▶ **AIM OF THE EXERCISE**: Write out the data again, starting at the line containing "Mark the region of every instance of the sky." and ending at the line containing "82], [243, 81]]]". Substitute "example" for "sample" and leave everything else unchanged.

Annotation data entries

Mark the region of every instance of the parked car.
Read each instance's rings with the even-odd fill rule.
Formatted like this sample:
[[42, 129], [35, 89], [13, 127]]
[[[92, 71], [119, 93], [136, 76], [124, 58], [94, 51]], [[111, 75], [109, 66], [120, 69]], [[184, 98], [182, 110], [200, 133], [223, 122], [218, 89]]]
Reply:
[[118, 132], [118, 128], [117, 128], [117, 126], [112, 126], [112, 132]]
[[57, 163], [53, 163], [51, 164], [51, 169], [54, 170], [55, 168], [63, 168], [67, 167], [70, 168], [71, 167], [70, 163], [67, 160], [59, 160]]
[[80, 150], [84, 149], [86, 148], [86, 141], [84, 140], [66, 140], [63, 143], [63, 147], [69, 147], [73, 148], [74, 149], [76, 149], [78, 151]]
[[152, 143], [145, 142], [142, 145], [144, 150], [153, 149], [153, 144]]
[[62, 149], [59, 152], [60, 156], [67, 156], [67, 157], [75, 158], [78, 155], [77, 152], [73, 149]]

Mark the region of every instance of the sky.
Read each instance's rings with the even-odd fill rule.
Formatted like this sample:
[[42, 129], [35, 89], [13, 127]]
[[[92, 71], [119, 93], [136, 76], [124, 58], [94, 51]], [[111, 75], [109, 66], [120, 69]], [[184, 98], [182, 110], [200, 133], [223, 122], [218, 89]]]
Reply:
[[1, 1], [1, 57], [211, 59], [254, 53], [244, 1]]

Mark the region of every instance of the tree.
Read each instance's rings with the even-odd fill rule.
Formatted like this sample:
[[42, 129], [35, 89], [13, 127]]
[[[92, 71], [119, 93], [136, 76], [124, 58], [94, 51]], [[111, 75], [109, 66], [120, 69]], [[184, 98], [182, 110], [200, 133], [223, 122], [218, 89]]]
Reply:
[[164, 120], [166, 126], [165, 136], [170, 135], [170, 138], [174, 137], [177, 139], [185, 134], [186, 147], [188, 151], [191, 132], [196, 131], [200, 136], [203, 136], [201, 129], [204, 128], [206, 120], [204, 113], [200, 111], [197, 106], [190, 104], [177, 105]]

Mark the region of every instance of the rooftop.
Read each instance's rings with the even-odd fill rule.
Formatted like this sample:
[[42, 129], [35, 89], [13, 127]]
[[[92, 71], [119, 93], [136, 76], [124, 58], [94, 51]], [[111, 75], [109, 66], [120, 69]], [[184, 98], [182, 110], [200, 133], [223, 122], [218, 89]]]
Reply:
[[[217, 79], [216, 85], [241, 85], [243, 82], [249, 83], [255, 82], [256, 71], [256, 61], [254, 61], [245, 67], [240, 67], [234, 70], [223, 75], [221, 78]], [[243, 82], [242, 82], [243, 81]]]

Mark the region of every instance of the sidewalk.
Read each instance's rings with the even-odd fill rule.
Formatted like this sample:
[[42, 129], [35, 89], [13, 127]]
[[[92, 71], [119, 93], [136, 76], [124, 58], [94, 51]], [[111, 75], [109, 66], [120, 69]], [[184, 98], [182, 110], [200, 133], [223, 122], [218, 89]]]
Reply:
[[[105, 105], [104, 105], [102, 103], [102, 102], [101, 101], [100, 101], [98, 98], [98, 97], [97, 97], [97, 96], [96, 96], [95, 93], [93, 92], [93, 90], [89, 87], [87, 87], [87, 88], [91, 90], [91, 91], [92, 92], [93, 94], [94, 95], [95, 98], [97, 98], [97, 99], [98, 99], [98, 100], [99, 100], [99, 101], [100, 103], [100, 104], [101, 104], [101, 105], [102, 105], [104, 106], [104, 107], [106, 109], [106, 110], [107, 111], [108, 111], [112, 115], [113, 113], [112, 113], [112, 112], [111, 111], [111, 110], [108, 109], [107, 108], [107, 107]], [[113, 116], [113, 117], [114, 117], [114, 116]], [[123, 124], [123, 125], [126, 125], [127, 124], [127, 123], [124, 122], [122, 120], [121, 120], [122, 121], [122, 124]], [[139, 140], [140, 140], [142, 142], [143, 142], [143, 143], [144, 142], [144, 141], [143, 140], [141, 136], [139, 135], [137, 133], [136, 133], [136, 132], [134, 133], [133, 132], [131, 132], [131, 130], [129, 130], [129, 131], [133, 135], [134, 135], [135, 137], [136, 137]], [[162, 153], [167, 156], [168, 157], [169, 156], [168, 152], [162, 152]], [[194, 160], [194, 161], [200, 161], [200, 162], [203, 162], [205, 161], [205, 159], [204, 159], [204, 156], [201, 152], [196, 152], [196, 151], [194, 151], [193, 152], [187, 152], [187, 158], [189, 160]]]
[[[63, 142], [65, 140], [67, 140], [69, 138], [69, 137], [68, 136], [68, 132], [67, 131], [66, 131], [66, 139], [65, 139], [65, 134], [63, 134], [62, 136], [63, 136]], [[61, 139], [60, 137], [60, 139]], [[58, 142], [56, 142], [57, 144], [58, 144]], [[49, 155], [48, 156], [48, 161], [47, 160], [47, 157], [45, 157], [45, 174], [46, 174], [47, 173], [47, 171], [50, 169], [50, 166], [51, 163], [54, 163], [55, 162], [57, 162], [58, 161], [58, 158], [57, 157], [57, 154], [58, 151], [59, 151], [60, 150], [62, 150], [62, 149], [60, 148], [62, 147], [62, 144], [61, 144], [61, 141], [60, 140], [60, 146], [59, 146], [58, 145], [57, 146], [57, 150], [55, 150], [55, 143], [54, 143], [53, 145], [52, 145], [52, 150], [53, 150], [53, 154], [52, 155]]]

▶ **ANSWER IN FULL**:
Mark the region of every instance of the sky.
Read each instance's rings with the even-odd fill rule.
Formatted like this example:
[[42, 129], [35, 89], [13, 127]]
[[[92, 71], [119, 93], [136, 76], [124, 58], [94, 51]], [[111, 75], [109, 66], [120, 69]], [[184, 98], [182, 110], [200, 133], [223, 122], [218, 89]]]
Reply:
[[1, 1], [1, 57], [211, 59], [254, 53], [244, 1]]

Mark the region of every instance of the tree.
Read each instance's rings with the even-odd fill rule.
Formatted like this example:
[[42, 129], [35, 89], [13, 127]]
[[[92, 71], [119, 93], [136, 76], [124, 58], [94, 51]], [[111, 75], [109, 66], [120, 69]], [[184, 98], [182, 110], [200, 133], [223, 122], [218, 89]]]
Reply:
[[164, 120], [166, 126], [165, 136], [170, 135], [170, 138], [174, 137], [177, 139], [185, 134], [186, 147], [188, 151], [191, 132], [196, 131], [200, 136], [203, 136], [201, 129], [204, 128], [206, 120], [204, 113], [200, 111], [197, 106], [190, 104], [177, 105]]

Mark the region of every instance of the rooftop.
Read each instance's rings with the even-odd fill rule.
Formatted like this example:
[[42, 129], [35, 89], [13, 127]]
[[[92, 71], [119, 93], [136, 76], [124, 58], [94, 51]], [[111, 75], [109, 66], [120, 69]], [[184, 98], [182, 110], [200, 133], [223, 122], [218, 89]]]
Reply:
[[[217, 79], [216, 85], [241, 85], [243, 82], [249, 83], [255, 82], [256, 71], [256, 61], [254, 61], [245, 67], [240, 67], [234, 70], [223, 75], [221, 78]], [[243, 82], [242, 82], [243, 81]]]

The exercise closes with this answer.